Record excerpts >>

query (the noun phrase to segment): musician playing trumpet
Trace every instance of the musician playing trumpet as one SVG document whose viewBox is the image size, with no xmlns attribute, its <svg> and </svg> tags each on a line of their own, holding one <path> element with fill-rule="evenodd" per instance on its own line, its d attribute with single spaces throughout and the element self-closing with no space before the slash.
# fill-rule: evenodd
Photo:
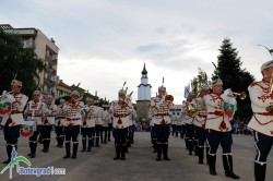
<svg viewBox="0 0 273 181">
<path fill-rule="evenodd" d="M 248 128 L 254 131 L 257 149 L 254 158 L 256 181 L 265 180 L 266 159 L 273 145 L 273 60 L 262 64 L 261 73 L 263 79 L 251 83 L 248 87 L 253 111 Z"/>
<path fill-rule="evenodd" d="M 31 153 L 27 156 L 29 156 L 31 158 L 35 158 L 36 156 L 37 137 L 40 133 L 41 117 L 46 112 L 47 106 L 41 101 L 41 93 L 39 90 L 35 90 L 33 93 L 33 99 L 28 101 L 24 111 L 27 120 L 34 120 L 36 123 L 36 131 L 34 131 L 33 135 L 28 138 Z"/>
<path fill-rule="evenodd" d="M 76 158 L 79 141 L 78 136 L 80 133 L 82 124 L 82 110 L 84 104 L 81 101 L 80 93 L 73 90 L 71 93 L 71 100 L 63 106 L 63 111 L 66 112 L 66 122 L 64 122 L 64 135 L 66 135 L 66 156 L 64 159 L 70 158 L 71 152 L 71 140 L 73 143 L 73 153 L 71 159 Z"/>
<path fill-rule="evenodd" d="M 166 87 L 158 87 L 158 96 L 151 98 L 152 123 L 156 137 L 156 160 L 161 160 L 162 152 L 165 160 L 170 160 L 168 157 L 168 138 L 170 132 L 169 108 L 173 106 L 173 96 L 166 96 Z"/>
<path fill-rule="evenodd" d="M 217 79 L 212 82 L 212 94 L 204 96 L 206 106 L 206 123 L 205 129 L 207 130 L 207 142 L 210 146 L 209 159 L 210 159 L 210 173 L 216 176 L 216 152 L 221 144 L 223 148 L 223 165 L 226 177 L 232 179 L 239 179 L 233 171 L 233 155 L 232 155 L 232 125 L 229 118 L 224 110 L 224 105 L 227 101 L 233 102 L 230 107 L 236 109 L 236 99 L 228 96 L 232 90 L 227 89 L 223 92 L 223 82 Z"/>
<path fill-rule="evenodd" d="M 13 94 L 4 95 L 1 99 L 9 101 L 12 105 L 12 111 L 4 114 L 1 124 L 3 125 L 4 140 L 7 142 L 5 148 L 8 154 L 8 160 L 3 164 L 9 164 L 11 161 L 12 148 L 17 148 L 17 138 L 20 137 L 20 128 L 24 122 L 23 110 L 27 102 L 27 96 L 21 93 L 22 82 L 17 80 L 12 80 L 11 89 Z"/>
<path fill-rule="evenodd" d="M 127 149 L 127 135 L 129 124 L 129 116 L 132 112 L 132 105 L 126 101 L 127 92 L 120 89 L 118 92 L 119 100 L 115 100 L 110 105 L 110 112 L 112 114 L 112 136 L 115 138 L 116 156 L 114 160 L 121 159 L 126 160 Z"/>
<path fill-rule="evenodd" d="M 204 85 L 200 88 L 200 96 L 191 101 L 193 108 L 197 111 L 195 117 L 193 119 L 193 124 L 195 125 L 195 135 L 198 138 L 198 143 L 195 144 L 195 150 L 199 156 L 199 161 L 198 161 L 199 164 L 203 164 L 204 145 L 206 142 L 206 130 L 205 130 L 206 107 L 203 97 L 209 93 L 210 93 L 210 87 L 207 85 Z M 206 146 L 206 154 L 209 154 L 207 146 Z M 207 156 L 206 156 L 206 162 L 207 162 Z"/>
</svg>

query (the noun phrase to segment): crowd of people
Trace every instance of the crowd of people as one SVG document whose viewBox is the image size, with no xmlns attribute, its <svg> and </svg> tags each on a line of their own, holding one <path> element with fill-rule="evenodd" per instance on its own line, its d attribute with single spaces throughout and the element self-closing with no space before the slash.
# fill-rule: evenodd
<svg viewBox="0 0 273 181">
<path fill-rule="evenodd" d="M 225 176 L 239 179 L 233 167 L 232 133 L 247 133 L 246 130 L 251 130 L 257 149 L 254 178 L 256 181 L 264 181 L 266 159 L 273 145 L 273 61 L 263 63 L 261 73 L 263 79 L 248 87 L 253 116 L 248 125 L 241 126 L 239 131 L 238 122 L 233 118 L 237 109 L 236 94 L 230 89 L 223 92 L 219 77 L 212 82 L 211 87 L 203 85 L 199 96 L 189 92 L 187 100 L 180 107 L 173 104 L 174 97 L 166 94 L 166 87 L 159 86 L 158 94 L 151 98 L 149 112 L 155 160 L 170 161 L 169 135 L 178 136 L 180 133 L 188 154 L 197 155 L 199 164 L 204 164 L 205 159 L 210 174 L 217 174 L 216 153 L 221 146 Z M 78 90 L 71 93 L 69 101 L 61 99 L 58 106 L 55 105 L 52 96 L 47 95 L 44 99 L 39 90 L 35 90 L 28 101 L 27 96 L 21 93 L 22 86 L 22 82 L 12 80 L 12 93 L 1 96 L 1 100 L 7 104 L 7 110 L 10 109 L 2 113 L 1 121 L 8 156 L 3 164 L 11 161 L 11 153 L 17 148 L 20 135 L 27 135 L 26 126 L 33 129 L 28 137 L 31 158 L 36 157 L 38 142 L 44 146 L 43 152 L 48 153 L 54 129 L 57 147 L 66 147 L 64 159 L 76 158 L 80 133 L 81 152 L 91 152 L 93 146 L 99 147 L 99 144 L 110 141 L 112 132 L 116 150 L 114 160 L 126 160 L 126 153 L 133 143 L 135 128 L 142 130 L 140 122 L 134 122 L 136 113 L 131 95 L 128 95 L 123 87 L 118 92 L 117 100 L 99 107 L 92 98 L 86 98 L 83 102 Z"/>
</svg>

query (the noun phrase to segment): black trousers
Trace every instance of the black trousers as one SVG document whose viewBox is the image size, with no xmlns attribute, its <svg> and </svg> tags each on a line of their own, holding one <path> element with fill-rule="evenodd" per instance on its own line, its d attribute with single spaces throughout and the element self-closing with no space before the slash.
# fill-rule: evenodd
<svg viewBox="0 0 273 181">
<path fill-rule="evenodd" d="M 33 132 L 33 135 L 29 136 L 29 142 L 37 142 L 38 135 L 40 134 L 40 125 L 37 125 L 36 131 Z"/>
<path fill-rule="evenodd" d="M 78 136 L 80 134 L 80 125 L 73 125 L 72 128 L 64 126 L 66 142 L 78 142 Z"/>
<path fill-rule="evenodd" d="M 194 138 L 194 125 L 193 124 L 186 124 L 186 137 L 189 141 L 193 141 Z"/>
<path fill-rule="evenodd" d="M 204 147 L 205 142 L 206 142 L 206 130 L 200 126 L 195 126 L 195 135 L 198 138 L 198 146 Z"/>
<path fill-rule="evenodd" d="M 56 137 L 63 136 L 64 135 L 63 125 L 55 126 L 55 133 L 56 133 Z"/>
<path fill-rule="evenodd" d="M 40 125 L 40 135 L 43 140 L 50 140 L 52 125 Z"/>
<path fill-rule="evenodd" d="M 207 142 L 210 146 L 210 155 L 215 155 L 218 145 L 223 148 L 223 154 L 232 153 L 233 137 L 232 132 L 219 132 L 207 130 Z"/>
<path fill-rule="evenodd" d="M 82 137 L 93 138 L 95 128 L 82 128 Z"/>
<path fill-rule="evenodd" d="M 96 125 L 95 125 L 95 134 L 96 134 L 96 137 L 99 137 L 99 136 L 100 136 L 102 129 L 103 129 L 103 126 L 102 126 L 100 124 L 96 124 Z"/>
<path fill-rule="evenodd" d="M 256 143 L 256 161 L 261 164 L 266 164 L 268 156 L 273 145 L 273 137 L 259 132 L 254 132 L 254 143 Z"/>
<path fill-rule="evenodd" d="M 155 131 L 155 136 L 156 136 L 156 142 L 158 144 L 166 144 L 168 143 L 169 138 L 169 124 L 155 124 L 154 125 L 154 131 Z"/>
<path fill-rule="evenodd" d="M 3 135 L 7 144 L 16 145 L 20 137 L 21 125 L 4 126 Z"/>
<path fill-rule="evenodd" d="M 114 129 L 112 136 L 115 138 L 115 145 L 127 145 L 126 138 L 128 135 L 128 128 Z"/>
</svg>

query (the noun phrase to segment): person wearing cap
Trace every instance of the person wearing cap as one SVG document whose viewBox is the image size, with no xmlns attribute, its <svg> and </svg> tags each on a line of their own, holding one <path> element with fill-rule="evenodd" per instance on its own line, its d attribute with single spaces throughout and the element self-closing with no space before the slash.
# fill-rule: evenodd
<svg viewBox="0 0 273 181">
<path fill-rule="evenodd" d="M 95 119 L 95 147 L 99 147 L 99 140 L 103 143 L 103 111 L 104 108 L 98 106 L 99 100 L 94 100 L 93 117 Z"/>
<path fill-rule="evenodd" d="M 5 148 L 8 154 L 8 159 L 3 164 L 9 164 L 11 161 L 11 152 L 13 147 L 17 148 L 17 140 L 20 137 L 20 129 L 24 123 L 23 111 L 27 102 L 27 96 L 21 93 L 22 82 L 13 80 L 11 82 L 12 94 L 4 95 L 2 100 L 9 101 L 11 104 L 12 111 L 7 113 L 2 118 L 1 124 L 3 125 L 3 134 L 5 140 Z"/>
<path fill-rule="evenodd" d="M 56 133 L 56 140 L 57 140 L 56 147 L 62 148 L 63 141 L 64 141 L 63 123 L 66 122 L 64 111 L 62 110 L 62 108 L 66 104 L 66 100 L 61 98 L 59 102 L 60 104 L 58 105 L 57 111 L 56 111 L 55 133 Z"/>
<path fill-rule="evenodd" d="M 26 120 L 35 121 L 36 131 L 33 132 L 32 136 L 28 138 L 31 153 L 27 155 L 31 158 L 35 158 L 37 148 L 37 137 L 40 134 L 41 117 L 47 112 L 47 106 L 41 101 L 41 93 L 35 90 L 33 93 L 33 99 L 28 101 L 24 114 Z"/>
<path fill-rule="evenodd" d="M 88 137 L 87 152 L 91 152 L 91 147 L 94 146 L 95 122 L 96 122 L 96 107 L 94 106 L 94 99 L 87 97 L 84 105 L 85 117 L 82 123 L 82 145 L 81 152 L 86 152 L 86 142 Z"/>
<path fill-rule="evenodd" d="M 233 170 L 233 155 L 232 155 L 232 125 L 229 123 L 230 117 L 228 117 L 224 111 L 224 105 L 226 102 L 234 102 L 229 105 L 235 107 L 236 110 L 236 99 L 230 97 L 230 89 L 223 92 L 223 82 L 217 79 L 212 82 L 212 93 L 204 96 L 204 101 L 206 106 L 206 122 L 205 129 L 207 130 L 207 142 L 210 146 L 209 152 L 209 162 L 210 162 L 210 173 L 216 176 L 215 165 L 216 165 L 216 152 L 218 145 L 221 144 L 223 148 L 223 165 L 224 172 L 226 177 L 232 179 L 239 179 L 238 176 L 234 173 Z"/>
<path fill-rule="evenodd" d="M 273 93 L 270 85 L 273 79 L 273 60 L 261 67 L 262 80 L 249 85 L 248 92 L 251 100 L 253 116 L 248 128 L 254 131 L 254 179 L 264 181 L 266 174 L 266 159 L 273 145 Z"/>
<path fill-rule="evenodd" d="M 103 124 L 102 124 L 102 135 L 103 135 L 103 143 L 107 143 L 107 133 L 108 133 L 108 122 L 111 121 L 111 113 L 109 111 L 109 105 L 103 105 L 104 111 L 103 111 Z"/>
<path fill-rule="evenodd" d="M 129 126 L 129 116 L 132 112 L 132 105 L 126 101 L 127 92 L 122 88 L 118 92 L 118 100 L 110 104 L 112 114 L 112 136 L 115 138 L 116 156 L 114 160 L 126 160 L 127 135 Z"/>
<path fill-rule="evenodd" d="M 170 133 L 170 117 L 168 112 L 171 106 L 173 101 L 166 100 L 166 87 L 159 86 L 158 96 L 152 97 L 150 104 L 156 137 L 157 161 L 161 160 L 162 153 L 165 160 L 170 160 L 168 157 L 168 138 Z"/>
<path fill-rule="evenodd" d="M 189 93 L 187 100 L 183 101 L 182 107 L 185 108 L 183 112 L 183 123 L 186 128 L 186 134 L 185 134 L 185 144 L 186 149 L 189 150 L 189 155 L 192 155 L 193 152 L 193 138 L 194 138 L 194 124 L 193 124 L 193 117 L 190 114 L 190 107 L 191 101 L 195 98 L 194 93 Z"/>
<path fill-rule="evenodd" d="M 70 158 L 71 152 L 71 140 L 73 143 L 73 153 L 71 159 L 76 158 L 79 141 L 78 136 L 80 133 L 82 124 L 82 110 L 84 104 L 80 101 L 81 97 L 78 90 L 71 93 L 71 99 L 68 104 L 63 106 L 63 111 L 66 112 L 66 122 L 64 122 L 64 135 L 66 135 L 66 156 L 64 159 Z"/>
<path fill-rule="evenodd" d="M 191 104 L 195 109 L 195 116 L 193 119 L 193 124 L 195 125 L 195 135 L 198 144 L 195 149 L 198 149 L 199 164 L 203 164 L 204 159 L 204 143 L 206 142 L 206 131 L 205 131 L 205 121 L 206 121 L 206 108 L 203 97 L 210 93 L 210 87 L 204 85 L 200 88 L 200 96 L 194 98 Z M 209 154 L 209 147 L 206 146 L 206 154 Z M 207 158 L 207 157 L 206 157 Z M 207 162 L 207 159 L 206 159 Z"/>
<path fill-rule="evenodd" d="M 40 135 L 43 137 L 44 148 L 41 152 L 48 153 L 51 131 L 55 125 L 55 116 L 57 112 L 57 106 L 55 105 L 54 97 L 51 95 L 46 95 L 45 104 L 47 106 L 47 112 L 44 114 L 40 126 Z"/>
</svg>

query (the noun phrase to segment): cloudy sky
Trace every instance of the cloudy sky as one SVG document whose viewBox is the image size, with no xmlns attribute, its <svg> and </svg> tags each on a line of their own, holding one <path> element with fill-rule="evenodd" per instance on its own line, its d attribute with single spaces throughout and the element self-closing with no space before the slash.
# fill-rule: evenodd
<svg viewBox="0 0 273 181">
<path fill-rule="evenodd" d="M 59 47 L 58 75 L 99 97 L 116 99 L 127 82 L 136 86 L 146 63 L 152 96 L 165 79 L 175 102 L 198 74 L 209 75 L 225 37 L 238 50 L 242 69 L 261 79 L 272 59 L 272 0 L 0 0 L 0 24 L 35 27 Z"/>
</svg>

Stated problem >> Reproduce the data from the beginning through the line containing "166 87 L 158", swapping "trumpet" for "saxophone" and keeping everything else as it is. Omit the pictures from your answer.

Written answer >>
query (the noun phrase to segment): musician playing saxophone
Trace every instance of the musician playing saxophone as one SVG document whose viewBox is the image size, with no xmlns attribute, its <svg> and </svg> tags each on a line of their own, holding one <path> element with fill-rule="evenodd" per instance on its own line, its d attribute with single spaces throughout and the element self-closing with no space before the slash.
# fill-rule: evenodd
Photo:
<svg viewBox="0 0 273 181">
<path fill-rule="evenodd" d="M 248 128 L 254 131 L 257 149 L 254 158 L 256 181 L 265 180 L 266 159 L 273 145 L 273 60 L 262 64 L 261 73 L 263 79 L 251 83 L 248 87 L 253 111 Z"/>
<path fill-rule="evenodd" d="M 31 153 L 27 156 L 29 156 L 31 158 L 35 158 L 36 156 L 37 137 L 40 133 L 41 117 L 46 112 L 47 106 L 41 101 L 41 93 L 39 90 L 35 90 L 33 93 L 33 99 L 28 101 L 24 111 L 27 120 L 34 120 L 36 123 L 36 131 L 34 131 L 33 135 L 28 138 Z"/>
<path fill-rule="evenodd" d="M 76 158 L 79 141 L 78 136 L 80 133 L 82 124 L 82 110 L 84 104 L 81 101 L 80 93 L 73 90 L 71 93 L 71 100 L 63 106 L 63 111 L 66 112 L 66 122 L 64 122 L 64 135 L 66 135 L 66 156 L 64 159 L 70 158 L 71 152 L 71 140 L 73 143 L 73 153 L 71 159 Z"/>
<path fill-rule="evenodd" d="M 166 87 L 158 87 L 158 96 L 151 98 L 152 123 L 156 137 L 156 160 L 161 160 L 162 152 L 165 160 L 170 160 L 168 157 L 168 138 L 170 132 L 169 108 L 173 106 L 173 96 L 166 96 Z"/>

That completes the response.